* SHORT EXERCISE 1 *
Please convert everything in the records from the line containing "Cross-referencing a description that mentions the trombone." down to the end of the records into a numbered list, leaving out blank lines.

* PROVIDED TEXT *
☆ ☆ ☆ ☆

The total-sports network is teaming up with the dedicated racquet-sports service on a multimedia programming and marketing alliance for Roland Garros (The French Open) and the Australian Open through 2011.

The pact enables ESPN to keep the second of three major tournaments it has been televising in recent years and its sobriquet as “The Grand Slam Network,” while Tennis adds a second major.

Continuing its recent momentum, Tennis -- which saw the United States Tennis Association take an equity stake in the service in December -- scored a deal with the French Tennis Federation for Roland Garros last August. The network said it now has TV rights to 48 of the top 50 tournaments in the world, minus Wimbledon and the U.S. Open.

Under terms of the pact -- financial terms of which were not disclosed -- ESPN2 gained the rights from Tennis to present 60 hours from Roland Garros this May and June, while Tennis will air more than 100 hours of red-clay-court coverage from Paris. ESPN -- which also holds rights to Wimbledon -- acquired new-media rights to the French, including streaming and broadband capabilities.

In exchange for French Open rights -- which allows ESPN2 to extend its recent five-year coverage run from Paris -- Tennis will net some 100 hours of live and taped coverage from the Australian Open beginning next January.

ESPN2 plans to maintain the 120 hours of coverage from Melbourne it has provided in recent years, including the 2007 Grand Slam event, highlighted by the network’s best-ever rating, a 1.9 household mark (1.72 million homes) for its presentation of Serena Williams’ straight-set dismantling of No. 1 Maria Sharapova in the women’s final Jan. 26.

In sharing costs, Tennis will produce the coverage from Paris, while ESPN does the same from Down Under.

“We’re going to take the dollars that either one of us would have spent alone to provide more coverage, more matches and more pre-packaged segments,” Tennis chairman and CEO Ken Solomon said

Asked if tennis fans would be able to find live French Open matches on digital properties held by ESPN and Tennis, ESPN executive vice president of content John Skipper said, “There is a lot of tennis out there, a lot of matches and players. There are other platforms and channels. The answer is yes, but we’re not certain how it will play out yet.”

☆ ☆ ☆ ☆

[A data block]
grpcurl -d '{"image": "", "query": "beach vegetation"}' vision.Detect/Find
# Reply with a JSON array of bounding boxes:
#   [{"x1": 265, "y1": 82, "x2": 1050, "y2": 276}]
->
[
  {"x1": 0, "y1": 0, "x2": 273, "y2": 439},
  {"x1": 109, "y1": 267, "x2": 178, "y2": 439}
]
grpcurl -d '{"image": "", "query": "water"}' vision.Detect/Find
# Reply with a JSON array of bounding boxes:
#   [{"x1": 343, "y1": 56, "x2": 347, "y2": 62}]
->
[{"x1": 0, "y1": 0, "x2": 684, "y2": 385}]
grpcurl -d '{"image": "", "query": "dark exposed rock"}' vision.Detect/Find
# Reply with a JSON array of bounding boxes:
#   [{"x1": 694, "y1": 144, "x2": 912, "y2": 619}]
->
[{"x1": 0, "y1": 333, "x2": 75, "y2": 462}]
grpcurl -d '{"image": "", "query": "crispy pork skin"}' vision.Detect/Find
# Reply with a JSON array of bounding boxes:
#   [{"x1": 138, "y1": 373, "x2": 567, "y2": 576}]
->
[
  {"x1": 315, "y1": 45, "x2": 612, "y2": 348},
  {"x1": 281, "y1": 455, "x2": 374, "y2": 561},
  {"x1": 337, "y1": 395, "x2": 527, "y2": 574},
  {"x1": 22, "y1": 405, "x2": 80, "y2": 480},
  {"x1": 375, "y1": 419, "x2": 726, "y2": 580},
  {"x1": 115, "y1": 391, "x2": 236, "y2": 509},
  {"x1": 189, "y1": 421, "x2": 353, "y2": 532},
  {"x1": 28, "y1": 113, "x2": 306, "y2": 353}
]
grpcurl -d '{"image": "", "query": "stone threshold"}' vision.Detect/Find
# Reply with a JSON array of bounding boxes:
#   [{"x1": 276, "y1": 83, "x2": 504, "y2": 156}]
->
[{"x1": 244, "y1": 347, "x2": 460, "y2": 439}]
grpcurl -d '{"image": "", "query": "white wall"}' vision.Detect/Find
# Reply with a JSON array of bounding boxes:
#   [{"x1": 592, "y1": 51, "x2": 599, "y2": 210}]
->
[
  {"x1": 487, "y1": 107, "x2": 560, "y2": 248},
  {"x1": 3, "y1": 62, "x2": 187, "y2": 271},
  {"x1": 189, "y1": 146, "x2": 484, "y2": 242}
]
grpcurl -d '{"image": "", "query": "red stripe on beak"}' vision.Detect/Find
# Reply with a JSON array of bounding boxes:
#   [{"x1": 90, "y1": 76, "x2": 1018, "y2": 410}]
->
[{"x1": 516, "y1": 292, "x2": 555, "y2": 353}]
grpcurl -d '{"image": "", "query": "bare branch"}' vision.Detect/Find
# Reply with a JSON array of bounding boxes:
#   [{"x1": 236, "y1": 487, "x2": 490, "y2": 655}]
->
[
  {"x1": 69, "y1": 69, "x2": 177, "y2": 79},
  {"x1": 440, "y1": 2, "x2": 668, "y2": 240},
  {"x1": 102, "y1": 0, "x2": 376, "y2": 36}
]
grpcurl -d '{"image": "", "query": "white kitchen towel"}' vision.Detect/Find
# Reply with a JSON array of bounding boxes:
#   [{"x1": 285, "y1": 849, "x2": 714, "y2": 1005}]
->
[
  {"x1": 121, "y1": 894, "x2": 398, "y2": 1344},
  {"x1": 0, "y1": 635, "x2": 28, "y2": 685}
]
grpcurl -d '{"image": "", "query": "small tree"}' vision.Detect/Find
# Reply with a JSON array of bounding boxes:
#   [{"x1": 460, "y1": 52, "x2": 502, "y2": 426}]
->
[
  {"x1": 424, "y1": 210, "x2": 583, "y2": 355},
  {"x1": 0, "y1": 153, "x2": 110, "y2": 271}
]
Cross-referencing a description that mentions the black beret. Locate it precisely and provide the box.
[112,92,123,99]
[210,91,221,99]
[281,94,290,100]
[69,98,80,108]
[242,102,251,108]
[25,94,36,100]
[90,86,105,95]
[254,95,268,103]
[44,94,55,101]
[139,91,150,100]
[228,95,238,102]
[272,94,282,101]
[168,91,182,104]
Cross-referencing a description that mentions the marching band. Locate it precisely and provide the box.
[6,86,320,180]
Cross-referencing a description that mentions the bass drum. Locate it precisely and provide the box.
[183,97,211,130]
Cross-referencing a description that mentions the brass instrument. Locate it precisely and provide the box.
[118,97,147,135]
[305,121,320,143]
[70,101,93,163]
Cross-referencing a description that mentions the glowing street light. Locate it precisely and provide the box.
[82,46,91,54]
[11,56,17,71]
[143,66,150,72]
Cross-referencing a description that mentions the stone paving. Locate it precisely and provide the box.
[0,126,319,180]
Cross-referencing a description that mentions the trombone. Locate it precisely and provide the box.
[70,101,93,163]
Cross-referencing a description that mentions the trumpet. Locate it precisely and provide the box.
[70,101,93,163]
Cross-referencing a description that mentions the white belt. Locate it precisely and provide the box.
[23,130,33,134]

☆ ☆ ☆ ☆

* SHORT EXERCISE 2 *
Name every person mentioned in the tennis broadcasting article.

* TASK OUTPUT 1 *
1. Cross-referencing a description that mentions the trombone. Locate it precisely and provide the box.
2. [70,101,93,163]
3. Cross-referencing a description that mentions the trumpet. Locate it precisely and provide the box.
4. [70,101,93,163]
5. Cross-referencing a description that mentions the white belt. Locate it precisely and provide the box.
6. [23,130,33,134]

* TASK OUTPUT 2 *
Serena Williams
Maria Sharapova
Ken Solomon
John Skipper